Directions for this task: Pull out the lines from the one containing "face, that would be most appreciated." through the one containing "[[[93,294],[95,303],[105,304],[105,296],[100,294]]]", both included, and reproduce them word for word.

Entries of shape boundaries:
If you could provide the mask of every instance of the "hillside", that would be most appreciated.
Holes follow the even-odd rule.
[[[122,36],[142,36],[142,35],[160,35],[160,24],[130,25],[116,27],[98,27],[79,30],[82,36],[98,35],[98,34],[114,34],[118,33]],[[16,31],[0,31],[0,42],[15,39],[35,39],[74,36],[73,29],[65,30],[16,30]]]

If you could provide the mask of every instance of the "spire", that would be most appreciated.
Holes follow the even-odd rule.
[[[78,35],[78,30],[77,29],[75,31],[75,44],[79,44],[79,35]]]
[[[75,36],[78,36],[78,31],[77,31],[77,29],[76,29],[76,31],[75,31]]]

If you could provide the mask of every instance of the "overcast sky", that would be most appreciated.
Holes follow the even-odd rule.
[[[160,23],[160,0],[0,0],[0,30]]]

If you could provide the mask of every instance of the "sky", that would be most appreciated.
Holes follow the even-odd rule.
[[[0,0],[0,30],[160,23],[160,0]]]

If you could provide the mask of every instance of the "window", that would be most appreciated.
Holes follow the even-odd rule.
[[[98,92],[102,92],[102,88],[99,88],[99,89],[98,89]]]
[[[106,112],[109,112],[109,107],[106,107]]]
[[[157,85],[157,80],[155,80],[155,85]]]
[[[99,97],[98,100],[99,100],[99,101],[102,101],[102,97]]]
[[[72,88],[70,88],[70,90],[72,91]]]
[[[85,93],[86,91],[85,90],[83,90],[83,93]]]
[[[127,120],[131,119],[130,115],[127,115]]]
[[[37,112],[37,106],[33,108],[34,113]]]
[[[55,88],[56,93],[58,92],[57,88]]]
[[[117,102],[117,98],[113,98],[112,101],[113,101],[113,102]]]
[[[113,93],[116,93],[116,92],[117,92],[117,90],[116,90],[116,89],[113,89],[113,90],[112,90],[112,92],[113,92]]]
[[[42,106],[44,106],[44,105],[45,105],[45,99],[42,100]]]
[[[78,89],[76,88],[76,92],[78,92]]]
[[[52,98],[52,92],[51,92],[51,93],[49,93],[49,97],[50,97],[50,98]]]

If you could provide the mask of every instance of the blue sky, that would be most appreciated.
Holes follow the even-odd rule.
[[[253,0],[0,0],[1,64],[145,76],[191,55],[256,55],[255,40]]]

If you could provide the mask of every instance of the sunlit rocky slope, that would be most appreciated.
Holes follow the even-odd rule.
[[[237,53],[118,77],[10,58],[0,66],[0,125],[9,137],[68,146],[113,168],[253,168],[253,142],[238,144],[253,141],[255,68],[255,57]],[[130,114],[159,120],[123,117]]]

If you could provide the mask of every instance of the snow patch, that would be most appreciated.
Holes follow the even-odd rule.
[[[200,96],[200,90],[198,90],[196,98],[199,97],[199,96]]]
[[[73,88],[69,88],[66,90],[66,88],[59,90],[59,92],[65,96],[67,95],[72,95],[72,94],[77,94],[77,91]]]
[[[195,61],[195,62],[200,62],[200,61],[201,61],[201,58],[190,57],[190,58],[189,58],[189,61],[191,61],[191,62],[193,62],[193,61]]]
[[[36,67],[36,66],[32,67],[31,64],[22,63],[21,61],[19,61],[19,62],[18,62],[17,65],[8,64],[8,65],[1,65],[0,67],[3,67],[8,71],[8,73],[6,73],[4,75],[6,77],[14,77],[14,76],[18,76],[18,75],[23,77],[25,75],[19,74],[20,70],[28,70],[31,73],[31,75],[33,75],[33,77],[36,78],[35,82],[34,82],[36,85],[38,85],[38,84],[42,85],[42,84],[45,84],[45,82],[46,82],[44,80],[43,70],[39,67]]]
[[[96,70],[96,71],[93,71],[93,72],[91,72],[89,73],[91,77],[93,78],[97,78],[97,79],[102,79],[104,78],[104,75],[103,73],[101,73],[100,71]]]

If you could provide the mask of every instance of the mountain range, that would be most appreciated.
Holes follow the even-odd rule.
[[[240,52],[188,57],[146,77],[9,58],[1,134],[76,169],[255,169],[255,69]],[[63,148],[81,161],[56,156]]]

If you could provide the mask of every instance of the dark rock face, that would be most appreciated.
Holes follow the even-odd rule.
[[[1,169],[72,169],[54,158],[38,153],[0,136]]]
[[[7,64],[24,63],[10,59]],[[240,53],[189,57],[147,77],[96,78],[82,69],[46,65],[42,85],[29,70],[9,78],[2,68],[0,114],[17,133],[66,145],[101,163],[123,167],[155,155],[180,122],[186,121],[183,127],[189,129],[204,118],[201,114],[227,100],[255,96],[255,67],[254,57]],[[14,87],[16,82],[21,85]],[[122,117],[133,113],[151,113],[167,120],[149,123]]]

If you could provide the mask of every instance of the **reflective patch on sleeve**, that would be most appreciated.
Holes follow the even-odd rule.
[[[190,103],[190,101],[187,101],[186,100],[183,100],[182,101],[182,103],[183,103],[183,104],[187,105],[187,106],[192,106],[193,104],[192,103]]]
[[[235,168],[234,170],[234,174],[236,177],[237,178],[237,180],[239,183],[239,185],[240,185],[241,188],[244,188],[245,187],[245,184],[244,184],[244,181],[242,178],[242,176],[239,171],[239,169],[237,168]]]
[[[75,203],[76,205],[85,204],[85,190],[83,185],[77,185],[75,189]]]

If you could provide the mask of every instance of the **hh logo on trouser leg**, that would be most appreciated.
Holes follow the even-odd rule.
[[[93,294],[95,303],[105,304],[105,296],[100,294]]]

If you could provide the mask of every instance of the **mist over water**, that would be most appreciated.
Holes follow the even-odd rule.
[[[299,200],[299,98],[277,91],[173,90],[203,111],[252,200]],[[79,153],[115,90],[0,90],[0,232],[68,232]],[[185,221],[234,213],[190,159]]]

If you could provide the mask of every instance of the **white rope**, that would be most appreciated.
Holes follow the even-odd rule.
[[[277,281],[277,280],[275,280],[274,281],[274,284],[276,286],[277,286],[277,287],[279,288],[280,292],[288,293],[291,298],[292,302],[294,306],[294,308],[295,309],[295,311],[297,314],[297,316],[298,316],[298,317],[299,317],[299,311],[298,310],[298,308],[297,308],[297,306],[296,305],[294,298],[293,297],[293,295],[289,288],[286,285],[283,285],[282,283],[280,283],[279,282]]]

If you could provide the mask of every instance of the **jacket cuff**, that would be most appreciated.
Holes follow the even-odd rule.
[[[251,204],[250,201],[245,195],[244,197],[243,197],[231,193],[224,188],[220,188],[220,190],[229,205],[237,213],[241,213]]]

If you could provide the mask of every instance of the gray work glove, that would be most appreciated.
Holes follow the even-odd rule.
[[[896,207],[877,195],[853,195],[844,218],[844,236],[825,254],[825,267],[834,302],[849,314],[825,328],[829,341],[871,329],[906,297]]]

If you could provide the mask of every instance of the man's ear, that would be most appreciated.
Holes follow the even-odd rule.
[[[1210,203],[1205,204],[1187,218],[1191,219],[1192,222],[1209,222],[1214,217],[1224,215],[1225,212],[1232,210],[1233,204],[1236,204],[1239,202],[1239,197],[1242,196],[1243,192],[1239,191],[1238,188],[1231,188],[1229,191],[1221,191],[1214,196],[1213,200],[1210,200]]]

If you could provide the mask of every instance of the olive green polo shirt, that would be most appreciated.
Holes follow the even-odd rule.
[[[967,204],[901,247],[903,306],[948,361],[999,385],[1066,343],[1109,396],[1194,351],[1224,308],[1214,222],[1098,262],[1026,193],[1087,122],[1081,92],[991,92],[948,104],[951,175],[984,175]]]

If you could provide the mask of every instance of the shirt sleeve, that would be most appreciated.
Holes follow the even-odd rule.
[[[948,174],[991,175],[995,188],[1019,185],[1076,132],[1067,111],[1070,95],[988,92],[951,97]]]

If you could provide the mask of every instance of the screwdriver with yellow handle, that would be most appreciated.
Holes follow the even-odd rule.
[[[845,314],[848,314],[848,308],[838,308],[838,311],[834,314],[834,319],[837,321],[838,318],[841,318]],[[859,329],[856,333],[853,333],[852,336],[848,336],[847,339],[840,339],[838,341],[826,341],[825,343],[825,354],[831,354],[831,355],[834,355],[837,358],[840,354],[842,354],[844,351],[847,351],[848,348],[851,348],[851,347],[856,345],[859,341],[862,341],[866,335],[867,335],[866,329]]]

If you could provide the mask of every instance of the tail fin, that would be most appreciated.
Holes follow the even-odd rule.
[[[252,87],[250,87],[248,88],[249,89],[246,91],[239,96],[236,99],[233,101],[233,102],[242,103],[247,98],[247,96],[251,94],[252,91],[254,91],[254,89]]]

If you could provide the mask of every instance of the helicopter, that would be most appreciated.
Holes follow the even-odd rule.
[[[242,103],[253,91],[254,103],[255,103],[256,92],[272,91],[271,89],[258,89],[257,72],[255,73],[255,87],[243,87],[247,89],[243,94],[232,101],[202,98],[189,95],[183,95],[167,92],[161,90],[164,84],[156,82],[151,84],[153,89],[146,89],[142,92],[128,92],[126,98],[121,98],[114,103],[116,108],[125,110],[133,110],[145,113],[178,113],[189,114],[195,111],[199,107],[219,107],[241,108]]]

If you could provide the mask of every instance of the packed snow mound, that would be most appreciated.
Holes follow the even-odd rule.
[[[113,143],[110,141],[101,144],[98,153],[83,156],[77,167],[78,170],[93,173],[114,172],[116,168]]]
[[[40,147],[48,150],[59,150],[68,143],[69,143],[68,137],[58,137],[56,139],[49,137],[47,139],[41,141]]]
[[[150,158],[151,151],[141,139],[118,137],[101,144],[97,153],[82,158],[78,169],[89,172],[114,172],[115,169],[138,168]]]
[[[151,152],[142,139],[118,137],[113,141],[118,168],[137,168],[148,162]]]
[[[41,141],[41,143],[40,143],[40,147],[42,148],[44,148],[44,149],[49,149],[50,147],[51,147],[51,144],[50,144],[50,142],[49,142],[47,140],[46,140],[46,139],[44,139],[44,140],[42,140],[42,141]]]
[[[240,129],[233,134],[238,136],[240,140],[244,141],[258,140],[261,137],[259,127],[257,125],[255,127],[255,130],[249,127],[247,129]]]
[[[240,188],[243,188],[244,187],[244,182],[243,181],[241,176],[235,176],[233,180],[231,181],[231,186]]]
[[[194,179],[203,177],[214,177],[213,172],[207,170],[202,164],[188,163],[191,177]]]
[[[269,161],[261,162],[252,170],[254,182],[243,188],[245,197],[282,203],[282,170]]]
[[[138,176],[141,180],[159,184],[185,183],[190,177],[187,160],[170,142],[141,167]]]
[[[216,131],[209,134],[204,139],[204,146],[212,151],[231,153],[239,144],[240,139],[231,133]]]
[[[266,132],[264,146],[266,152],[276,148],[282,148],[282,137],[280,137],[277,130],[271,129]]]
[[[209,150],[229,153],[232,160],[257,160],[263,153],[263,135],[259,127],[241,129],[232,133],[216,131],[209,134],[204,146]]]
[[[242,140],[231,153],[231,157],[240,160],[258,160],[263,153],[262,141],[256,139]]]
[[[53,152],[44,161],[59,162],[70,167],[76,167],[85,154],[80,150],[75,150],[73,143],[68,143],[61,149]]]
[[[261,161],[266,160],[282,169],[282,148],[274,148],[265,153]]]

Reply to the task:
If you could provide the mask of every instance of the dark rock face, that would be most appreciated.
Holes follow the even-odd rule.
[[[1,169],[72,169],[54,158],[38,153],[0,136]]]
[[[7,64],[24,63],[10,59]],[[240,53],[189,57],[147,77],[96,78],[82,69],[46,65],[42,85],[29,70],[9,78],[2,68],[0,114],[17,133],[66,145],[101,163],[123,167],[155,155],[180,122],[186,121],[183,127],[189,129],[204,118],[201,114],[227,100],[255,96],[255,67],[254,57]],[[14,87],[16,82],[21,85]],[[122,117],[133,113],[151,113],[167,120],[149,123]]]

If you could provide the mask of every instance of the **reflective patch on sleeve**, that would be most appreciated.
Holes follow the even-odd rule.
[[[190,103],[190,101],[187,101],[186,100],[183,100],[182,101],[182,103],[183,103],[183,104],[187,105],[187,106],[192,106],[193,104],[192,103]]]
[[[235,168],[234,170],[234,174],[236,177],[237,178],[237,180],[239,183],[239,185],[240,185],[241,188],[244,188],[245,187],[245,184],[244,184],[244,181],[242,178],[242,176],[239,171],[239,169],[237,168]]]
[[[75,203],[76,205],[85,204],[85,190],[83,185],[77,185],[75,189]]]

If you could provide the mask of every instance of the **hh logo on trouser leg**, that would be most appreciated.
Holes follow the even-odd rule.
[[[93,294],[95,303],[105,304],[105,296],[100,294]]]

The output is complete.